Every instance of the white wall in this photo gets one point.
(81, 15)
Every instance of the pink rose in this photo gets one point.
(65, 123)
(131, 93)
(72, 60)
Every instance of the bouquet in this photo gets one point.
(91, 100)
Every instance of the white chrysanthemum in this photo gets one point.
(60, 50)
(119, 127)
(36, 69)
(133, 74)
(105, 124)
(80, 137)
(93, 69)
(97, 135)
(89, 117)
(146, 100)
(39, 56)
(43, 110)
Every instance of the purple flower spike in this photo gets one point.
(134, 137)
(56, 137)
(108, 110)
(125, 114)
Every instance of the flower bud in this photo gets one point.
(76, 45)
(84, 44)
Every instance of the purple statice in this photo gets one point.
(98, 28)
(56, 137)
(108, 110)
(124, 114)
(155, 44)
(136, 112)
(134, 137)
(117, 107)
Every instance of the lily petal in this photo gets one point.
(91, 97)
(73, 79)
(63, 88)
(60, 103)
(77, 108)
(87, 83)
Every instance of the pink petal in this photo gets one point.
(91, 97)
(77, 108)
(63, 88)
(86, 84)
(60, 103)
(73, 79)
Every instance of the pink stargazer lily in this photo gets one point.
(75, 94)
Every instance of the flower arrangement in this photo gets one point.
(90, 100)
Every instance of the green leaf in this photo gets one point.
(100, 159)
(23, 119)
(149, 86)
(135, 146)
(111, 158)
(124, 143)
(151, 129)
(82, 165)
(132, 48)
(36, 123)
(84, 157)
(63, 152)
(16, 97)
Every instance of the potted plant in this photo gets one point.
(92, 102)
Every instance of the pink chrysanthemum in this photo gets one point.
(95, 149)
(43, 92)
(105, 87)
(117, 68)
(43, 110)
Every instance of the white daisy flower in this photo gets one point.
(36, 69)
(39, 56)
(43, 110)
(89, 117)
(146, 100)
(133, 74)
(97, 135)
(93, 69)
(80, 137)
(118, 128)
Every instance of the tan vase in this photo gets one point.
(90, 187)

◇ ◇ ◇ ◇

Stated exercise
Can you copy the material above word for word, from the line containing "Every instance of the pink stargazer" through its last line?

Final answer
Every instance of the pink stargazer lily in this photo gets one point.
(75, 94)
Every instance of the flower arrangement in this photo gets one point.
(90, 100)
Every instance of the green leaf in this photo gets one point.
(100, 159)
(23, 119)
(149, 86)
(135, 146)
(111, 158)
(124, 143)
(151, 129)
(82, 165)
(132, 48)
(36, 123)
(84, 157)
(63, 152)
(16, 97)
Every instance of the potted plant in this photo gets one point.
(92, 102)
Every instance of the pink chrysanthemum in this photo gets one point.
(95, 149)
(43, 92)
(105, 87)
(117, 68)
(43, 110)
Every instance of the white daisy flower in this photo gets one point.
(36, 69)
(39, 56)
(43, 110)
(89, 117)
(146, 100)
(133, 74)
(97, 135)
(93, 69)
(80, 137)
(118, 128)
Every instance of the tan vase in this photo gets one point.
(90, 187)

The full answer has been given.